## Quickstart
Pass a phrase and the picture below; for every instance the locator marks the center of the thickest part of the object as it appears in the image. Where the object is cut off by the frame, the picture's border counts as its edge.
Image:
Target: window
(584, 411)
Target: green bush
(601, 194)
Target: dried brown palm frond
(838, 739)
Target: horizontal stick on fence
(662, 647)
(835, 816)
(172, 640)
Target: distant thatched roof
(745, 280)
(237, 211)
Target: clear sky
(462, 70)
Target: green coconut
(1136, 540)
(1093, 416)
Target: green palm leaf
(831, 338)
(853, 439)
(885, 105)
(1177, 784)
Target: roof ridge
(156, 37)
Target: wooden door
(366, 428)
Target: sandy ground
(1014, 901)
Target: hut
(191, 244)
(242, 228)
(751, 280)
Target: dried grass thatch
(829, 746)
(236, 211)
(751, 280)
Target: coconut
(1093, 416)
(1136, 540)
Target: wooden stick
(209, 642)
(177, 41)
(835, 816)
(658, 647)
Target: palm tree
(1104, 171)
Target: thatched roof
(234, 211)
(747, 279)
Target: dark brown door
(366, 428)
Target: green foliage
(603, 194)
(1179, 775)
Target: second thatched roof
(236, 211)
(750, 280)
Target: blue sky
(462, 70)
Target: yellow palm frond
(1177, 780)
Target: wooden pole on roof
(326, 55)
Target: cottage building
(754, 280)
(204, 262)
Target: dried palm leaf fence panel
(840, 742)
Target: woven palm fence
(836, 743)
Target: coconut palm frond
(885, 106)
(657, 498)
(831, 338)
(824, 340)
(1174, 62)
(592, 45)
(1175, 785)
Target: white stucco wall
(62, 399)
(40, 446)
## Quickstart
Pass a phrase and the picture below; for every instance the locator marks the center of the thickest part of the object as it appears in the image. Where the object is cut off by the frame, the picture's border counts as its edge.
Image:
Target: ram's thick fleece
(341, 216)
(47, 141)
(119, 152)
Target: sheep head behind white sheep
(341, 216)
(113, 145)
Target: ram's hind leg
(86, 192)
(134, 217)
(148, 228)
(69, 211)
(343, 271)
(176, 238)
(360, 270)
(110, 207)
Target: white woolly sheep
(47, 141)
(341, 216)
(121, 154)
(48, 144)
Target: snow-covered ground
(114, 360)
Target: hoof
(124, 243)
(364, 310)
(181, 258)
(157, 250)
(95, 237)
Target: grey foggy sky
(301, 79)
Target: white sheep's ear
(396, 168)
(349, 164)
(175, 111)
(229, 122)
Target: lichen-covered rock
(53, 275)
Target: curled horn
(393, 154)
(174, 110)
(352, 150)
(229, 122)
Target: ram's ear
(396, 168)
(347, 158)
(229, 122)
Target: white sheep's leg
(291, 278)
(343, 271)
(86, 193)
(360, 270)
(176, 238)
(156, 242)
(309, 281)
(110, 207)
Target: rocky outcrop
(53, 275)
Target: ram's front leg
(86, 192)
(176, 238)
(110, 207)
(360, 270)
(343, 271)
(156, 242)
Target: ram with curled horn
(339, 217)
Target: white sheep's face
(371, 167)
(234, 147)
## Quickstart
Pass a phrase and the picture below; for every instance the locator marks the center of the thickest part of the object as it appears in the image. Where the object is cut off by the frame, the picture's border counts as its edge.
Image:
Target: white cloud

──────────

» Exercise description: What this task asks for is an exact copy of the material above.

» Written response:
## Quickstart
Pass a phrase and the picture below; for every instance the locator marks the center of the thickest part of the object as it appears in the image. Where the object is cut off by the frame, the picture's border counts as its edge.
Image:
Target: window
(584, 411)
Target: green bush
(601, 194)
Target: dried brown palm frond
(838, 739)
Target: horizontal stick on fence
(662, 647)
(835, 816)
(172, 640)
Target: distant thatched roof
(745, 280)
(237, 211)
Target: clear sky
(462, 70)
Target: green coconut
(1136, 540)
(1093, 416)
Target: green palm leaf
(831, 338)
(853, 439)
(885, 105)
(1177, 784)
Target: roof ridge
(156, 37)
Target: wooden door
(366, 428)
Target: sandy ground
(1014, 901)
Target: hut
(191, 244)
(242, 228)
(751, 280)
Target: dried grass thatch
(829, 746)
(236, 211)
(751, 280)
Target: coconut
(1093, 416)
(1136, 540)
Target: wooden stick
(209, 642)
(177, 41)
(835, 816)
(658, 647)
Target: palm tree
(1104, 171)
Target: thatched roof
(234, 211)
(747, 279)
Target: dark brown door
(366, 428)
Target: green foliage
(603, 194)
(1179, 775)
Target: second thatched roof
(236, 211)
(750, 280)
Target: blue sky
(462, 70)
Target: yellow palm frond
(1177, 780)
Target: wooden pole on roof
(326, 55)
Target: cottage building
(754, 280)
(204, 262)
Target: dried palm leaf fence panel
(840, 742)
Target: woven palm fence
(836, 743)
Target: coconut palm frond
(885, 106)
(657, 498)
(831, 338)
(824, 340)
(1174, 62)
(592, 45)
(1175, 785)
Target: white stucco wall
(62, 399)
(40, 446)
## Quickstart
Pass a phrase and the picture below; for every instance the locator marks the center of the thickest part of the object as it appears in the image. Where the object is cut off by the frame, the picture's border counts as its edge.
Image:
Target: ram's thick fleece
(341, 216)
(47, 141)
(119, 152)
Target: sheep head behind white sheep
(341, 216)
(113, 145)
Target: ram's hind leg
(86, 192)
(134, 217)
(148, 228)
(69, 211)
(343, 271)
(176, 238)
(360, 270)
(110, 207)
Target: white woolly sheep
(47, 141)
(341, 216)
(121, 154)
(48, 144)
Target: snow-covered ground
(114, 360)
Target: hoof
(124, 243)
(364, 310)
(181, 258)
(157, 250)
(95, 237)
Target: grey foggy sky
(301, 79)
Target: white sheep's ear
(396, 168)
(349, 164)
(175, 111)
(229, 122)
Target: lichen-covered rock
(53, 275)
Target: curled horn
(393, 154)
(174, 110)
(352, 150)
(229, 122)
Target: ram's ear
(396, 168)
(347, 158)
(229, 122)
Target: white sheep's leg
(291, 278)
(343, 271)
(86, 193)
(360, 270)
(176, 238)
(156, 242)
(309, 281)
(110, 207)
Target: rocky outcrop
(53, 275)
Target: ram's front leg
(86, 192)
(176, 238)
(110, 207)
(360, 270)
(343, 271)
(156, 242)
Target: ram with curled horn
(339, 217)
Target: white sheep's face
(371, 167)
(234, 147)
## Quickstart
Pass a phrase and the picture below; for every instance the locator marks the center of the thickest part of the object as it appears in the image. Where the object is cut off by the frame, the picture's border counts as its edge.
Image:
Target: white cloud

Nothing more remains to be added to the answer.